WHAT TO DO.
(1) According to the passage on job demand, which job tops the list of those whose demand is decreasing most heavily?
(2) Pick up the passage on job demand after its final sentence and continue it.

PASSAGE PROVIDED.
***

In addition to the research data compiled above, the detailed report also sheds light on the jobs that are in the highest demand, as well as those with decreasing demand.
Unsurprisingly, the ranking of in-demand jobs corresponds closely with each role’s requirement of critical thinking, judgment, creativity, and analysis. This also means that the level of demand for jobs facing displacement can be closely correlated with its repetitiveness, simplicity, and lack of critical thinking.
The top jobs with increasing demand, in order, are as follows: data analysts and scientists, AI and machine learning specialists, big data specialists, digital marketing and strategy specialists, process automation specialists, business development professionals, digital transformation specialists, information security analysts, software/applications developers, and internet of things specialists.
Conversely, the top 10 jobs where demand is decreasing most heavily, in order, are as follows: data entry clerks, administrative and executive secretaries, payroll and bookkeeping clerks, accountants & auditors, assembly and factory workers, business services and administration managers, client information and customer service workers, general and operations managers, mechanics and machinery repairers, and stock-keeping clerks.

***

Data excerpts
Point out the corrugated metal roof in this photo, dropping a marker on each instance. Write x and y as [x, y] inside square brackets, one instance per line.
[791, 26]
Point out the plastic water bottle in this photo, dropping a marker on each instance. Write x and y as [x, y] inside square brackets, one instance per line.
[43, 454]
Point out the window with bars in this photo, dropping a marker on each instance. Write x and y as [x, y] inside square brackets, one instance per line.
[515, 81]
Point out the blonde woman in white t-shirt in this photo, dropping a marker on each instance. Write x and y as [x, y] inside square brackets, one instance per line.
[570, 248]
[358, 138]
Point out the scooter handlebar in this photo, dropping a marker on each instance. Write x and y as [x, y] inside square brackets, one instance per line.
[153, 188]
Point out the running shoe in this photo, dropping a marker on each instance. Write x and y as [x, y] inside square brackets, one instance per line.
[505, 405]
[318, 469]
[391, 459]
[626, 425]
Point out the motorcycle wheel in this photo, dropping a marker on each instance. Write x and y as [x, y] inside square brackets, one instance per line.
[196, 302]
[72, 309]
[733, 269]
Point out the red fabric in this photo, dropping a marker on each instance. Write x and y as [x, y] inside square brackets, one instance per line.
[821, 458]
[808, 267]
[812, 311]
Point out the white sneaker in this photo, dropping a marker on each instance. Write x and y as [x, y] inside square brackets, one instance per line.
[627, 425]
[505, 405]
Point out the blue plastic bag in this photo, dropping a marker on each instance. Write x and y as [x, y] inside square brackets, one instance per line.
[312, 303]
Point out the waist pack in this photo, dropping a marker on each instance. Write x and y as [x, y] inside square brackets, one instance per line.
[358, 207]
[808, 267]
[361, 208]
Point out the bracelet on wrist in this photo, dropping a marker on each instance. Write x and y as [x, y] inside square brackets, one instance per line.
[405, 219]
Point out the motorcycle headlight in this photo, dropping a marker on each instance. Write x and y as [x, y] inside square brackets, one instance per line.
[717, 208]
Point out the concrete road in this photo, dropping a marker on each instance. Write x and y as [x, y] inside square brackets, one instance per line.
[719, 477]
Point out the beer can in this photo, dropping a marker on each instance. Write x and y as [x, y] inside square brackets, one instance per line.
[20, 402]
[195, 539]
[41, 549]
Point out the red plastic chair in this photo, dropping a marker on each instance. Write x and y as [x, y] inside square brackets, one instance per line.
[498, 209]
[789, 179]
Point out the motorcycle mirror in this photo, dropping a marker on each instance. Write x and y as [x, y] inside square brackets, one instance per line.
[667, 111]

***

SOLVED PROBLEMS.
(1) Data entry clerks.

(2)
As we move into 2021 and the situation surrounding the pandemic evolves, it’s possible that some of the previously reported findings shift back to predicted 2018 or 2019 levels. However, it’s also possible that business leaders continue to lean towards more of a technology-centered organization in hopes of bringing their company into the workplace of the future.
Accordingly, employees of all industries and seniority levels should remain keenly aware of how fast things can change. Just as no one expected such a crazy economic and health headwind in 2020, we need to be aware of tectonic changes that could be lurking right around the corner.